**Given information**:
* Begin *
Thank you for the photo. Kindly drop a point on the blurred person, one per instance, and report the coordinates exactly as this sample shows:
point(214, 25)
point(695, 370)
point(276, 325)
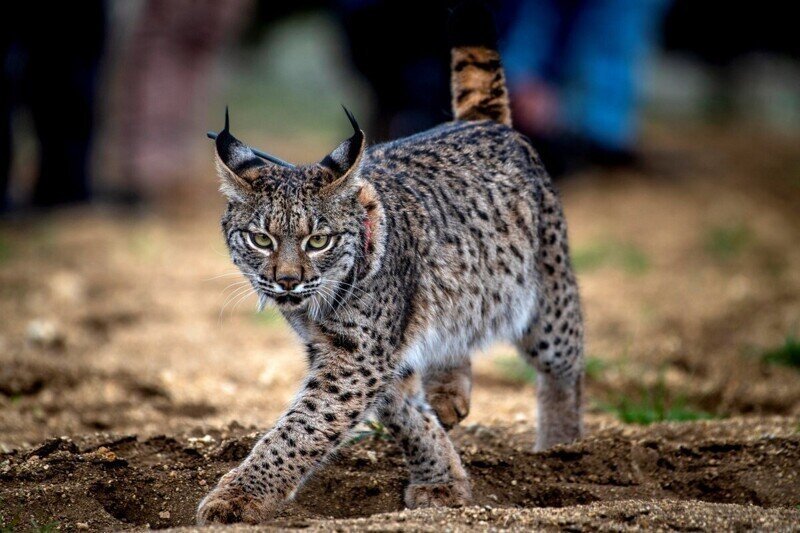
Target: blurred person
point(50, 64)
point(166, 68)
point(410, 77)
point(573, 67)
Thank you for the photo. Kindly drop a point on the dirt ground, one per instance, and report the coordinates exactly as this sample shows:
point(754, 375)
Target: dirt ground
point(133, 374)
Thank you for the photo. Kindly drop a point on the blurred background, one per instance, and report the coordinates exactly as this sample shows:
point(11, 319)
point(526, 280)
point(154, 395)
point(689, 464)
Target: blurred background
point(671, 127)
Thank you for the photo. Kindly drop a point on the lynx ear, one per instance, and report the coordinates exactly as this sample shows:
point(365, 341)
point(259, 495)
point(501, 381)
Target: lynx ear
point(237, 165)
point(344, 161)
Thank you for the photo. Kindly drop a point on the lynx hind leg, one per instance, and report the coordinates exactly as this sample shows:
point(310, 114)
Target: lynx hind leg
point(553, 343)
point(448, 390)
point(437, 478)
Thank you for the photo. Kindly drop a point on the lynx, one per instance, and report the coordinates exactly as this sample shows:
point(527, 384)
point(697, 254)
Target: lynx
point(394, 263)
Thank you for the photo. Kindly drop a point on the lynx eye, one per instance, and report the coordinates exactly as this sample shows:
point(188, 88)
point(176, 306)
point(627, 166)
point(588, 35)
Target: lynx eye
point(317, 242)
point(261, 240)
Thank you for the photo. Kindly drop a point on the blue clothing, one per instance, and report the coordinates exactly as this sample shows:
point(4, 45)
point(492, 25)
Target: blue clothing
point(591, 52)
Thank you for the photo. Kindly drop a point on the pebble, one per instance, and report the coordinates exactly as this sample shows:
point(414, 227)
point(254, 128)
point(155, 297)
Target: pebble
point(45, 333)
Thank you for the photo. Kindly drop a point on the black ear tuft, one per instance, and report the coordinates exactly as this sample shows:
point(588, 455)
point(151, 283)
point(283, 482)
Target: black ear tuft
point(347, 155)
point(352, 119)
point(235, 155)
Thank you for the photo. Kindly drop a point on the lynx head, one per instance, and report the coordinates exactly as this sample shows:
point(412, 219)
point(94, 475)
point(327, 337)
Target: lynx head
point(301, 235)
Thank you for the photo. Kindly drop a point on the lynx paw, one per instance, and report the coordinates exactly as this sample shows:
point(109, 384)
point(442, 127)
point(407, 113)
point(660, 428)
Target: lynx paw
point(229, 503)
point(448, 394)
point(456, 493)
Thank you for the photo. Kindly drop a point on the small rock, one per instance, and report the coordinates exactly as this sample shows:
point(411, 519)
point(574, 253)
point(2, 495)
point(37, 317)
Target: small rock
point(45, 333)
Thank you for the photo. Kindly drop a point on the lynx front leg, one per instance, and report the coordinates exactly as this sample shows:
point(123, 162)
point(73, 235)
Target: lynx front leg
point(437, 477)
point(448, 391)
point(340, 387)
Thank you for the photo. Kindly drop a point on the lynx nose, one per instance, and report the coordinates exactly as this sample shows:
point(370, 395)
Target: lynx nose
point(288, 283)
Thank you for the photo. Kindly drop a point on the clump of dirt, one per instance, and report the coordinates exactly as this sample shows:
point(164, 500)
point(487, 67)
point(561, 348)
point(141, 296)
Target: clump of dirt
point(668, 475)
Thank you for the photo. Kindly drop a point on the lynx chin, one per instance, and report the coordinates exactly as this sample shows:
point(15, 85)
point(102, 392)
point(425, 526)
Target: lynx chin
point(394, 263)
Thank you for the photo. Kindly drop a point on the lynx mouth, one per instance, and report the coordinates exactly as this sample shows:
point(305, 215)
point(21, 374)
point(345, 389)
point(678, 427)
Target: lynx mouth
point(290, 299)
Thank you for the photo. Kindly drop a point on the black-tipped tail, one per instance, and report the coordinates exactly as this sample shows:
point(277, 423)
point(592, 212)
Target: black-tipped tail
point(477, 80)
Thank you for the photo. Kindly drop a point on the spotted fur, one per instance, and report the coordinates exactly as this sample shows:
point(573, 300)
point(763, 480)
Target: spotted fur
point(438, 244)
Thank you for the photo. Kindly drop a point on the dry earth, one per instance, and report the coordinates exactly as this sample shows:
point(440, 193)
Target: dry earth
point(113, 332)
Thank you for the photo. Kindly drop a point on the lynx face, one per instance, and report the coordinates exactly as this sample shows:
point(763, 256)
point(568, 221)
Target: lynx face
point(296, 233)
point(296, 243)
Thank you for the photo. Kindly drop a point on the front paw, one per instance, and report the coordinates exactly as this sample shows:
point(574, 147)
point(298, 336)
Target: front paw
point(457, 493)
point(230, 502)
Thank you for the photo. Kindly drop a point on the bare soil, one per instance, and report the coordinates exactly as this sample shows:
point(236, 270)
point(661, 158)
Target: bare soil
point(128, 385)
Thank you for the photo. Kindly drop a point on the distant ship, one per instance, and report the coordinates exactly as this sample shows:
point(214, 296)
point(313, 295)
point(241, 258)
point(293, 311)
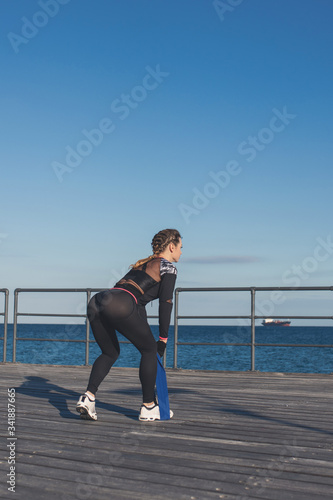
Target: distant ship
point(275, 322)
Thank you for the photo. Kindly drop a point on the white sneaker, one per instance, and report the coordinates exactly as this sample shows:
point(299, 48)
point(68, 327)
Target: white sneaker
point(86, 407)
point(151, 414)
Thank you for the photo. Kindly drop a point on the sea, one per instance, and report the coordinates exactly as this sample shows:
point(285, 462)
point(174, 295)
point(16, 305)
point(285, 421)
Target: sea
point(192, 357)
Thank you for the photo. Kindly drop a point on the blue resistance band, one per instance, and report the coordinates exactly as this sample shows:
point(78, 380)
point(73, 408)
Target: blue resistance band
point(162, 391)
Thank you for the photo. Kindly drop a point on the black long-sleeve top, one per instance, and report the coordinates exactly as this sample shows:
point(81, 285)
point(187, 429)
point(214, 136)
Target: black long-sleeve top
point(154, 280)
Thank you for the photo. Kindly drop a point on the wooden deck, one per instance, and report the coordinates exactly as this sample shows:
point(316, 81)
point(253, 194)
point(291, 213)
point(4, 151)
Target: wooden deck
point(234, 436)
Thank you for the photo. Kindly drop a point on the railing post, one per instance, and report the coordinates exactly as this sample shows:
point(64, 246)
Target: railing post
point(5, 324)
point(16, 292)
point(87, 329)
point(175, 346)
point(253, 329)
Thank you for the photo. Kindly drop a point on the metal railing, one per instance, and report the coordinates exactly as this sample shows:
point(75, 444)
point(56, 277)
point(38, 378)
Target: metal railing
point(252, 317)
point(5, 322)
point(87, 291)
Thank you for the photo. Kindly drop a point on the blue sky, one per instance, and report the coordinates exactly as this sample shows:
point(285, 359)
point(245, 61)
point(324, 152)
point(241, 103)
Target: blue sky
point(182, 93)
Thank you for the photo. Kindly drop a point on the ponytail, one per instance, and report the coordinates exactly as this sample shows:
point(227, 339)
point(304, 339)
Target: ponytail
point(159, 243)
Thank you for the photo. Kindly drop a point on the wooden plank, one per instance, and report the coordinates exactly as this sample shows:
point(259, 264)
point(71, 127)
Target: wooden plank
point(235, 435)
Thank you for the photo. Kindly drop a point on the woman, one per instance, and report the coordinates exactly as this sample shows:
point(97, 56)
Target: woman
point(123, 309)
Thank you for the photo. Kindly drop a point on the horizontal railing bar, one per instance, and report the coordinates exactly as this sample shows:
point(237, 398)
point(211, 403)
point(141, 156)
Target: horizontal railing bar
point(56, 290)
point(61, 315)
point(258, 289)
point(53, 315)
point(257, 345)
point(66, 340)
point(256, 317)
point(214, 317)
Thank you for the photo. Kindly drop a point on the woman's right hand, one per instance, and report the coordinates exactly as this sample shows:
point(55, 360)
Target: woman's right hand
point(161, 346)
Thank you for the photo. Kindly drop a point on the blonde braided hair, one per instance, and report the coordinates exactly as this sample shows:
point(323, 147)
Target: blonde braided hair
point(159, 243)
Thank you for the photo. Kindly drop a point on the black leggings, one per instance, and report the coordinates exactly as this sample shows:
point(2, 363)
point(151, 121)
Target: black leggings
point(113, 310)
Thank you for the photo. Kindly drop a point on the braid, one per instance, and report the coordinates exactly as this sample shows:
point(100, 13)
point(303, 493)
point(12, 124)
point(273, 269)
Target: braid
point(159, 243)
point(162, 239)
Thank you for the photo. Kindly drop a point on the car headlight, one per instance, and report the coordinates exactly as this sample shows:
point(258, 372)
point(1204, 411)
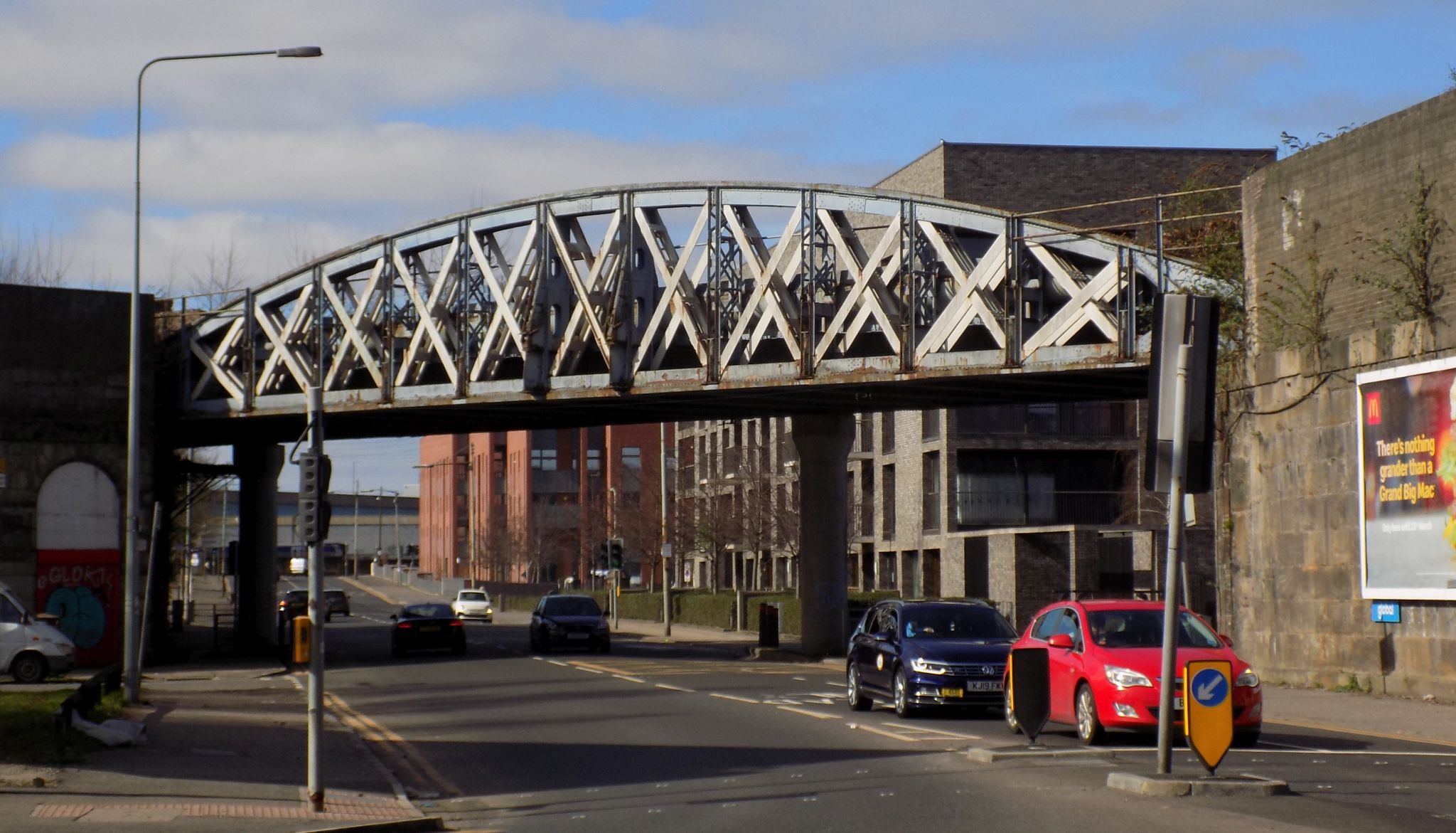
* End *
**To be done**: Replace "dirt ground" with "muddy ground" in the lines running from the start of the records through the line containing "point(133, 374)", inclusive, and give those lines again with nothing else changed and the pictures left out.

**Exercise result**:
Thank you for the photo. Kindly drop a point on the blurred person, one per instance, and report the coordinates exactly as this sample shows:
point(214, 25)
point(695, 370)
point(276, 325)
Target: blurred person
point(50, 64)
point(166, 68)
point(410, 77)
point(573, 67)
Thank you for the photo. Kindly drop a point on the muddy ground, one per instance, and report the coordinates exactly as this sample shows:
point(754, 375)
Target: muddy ground
point(133, 374)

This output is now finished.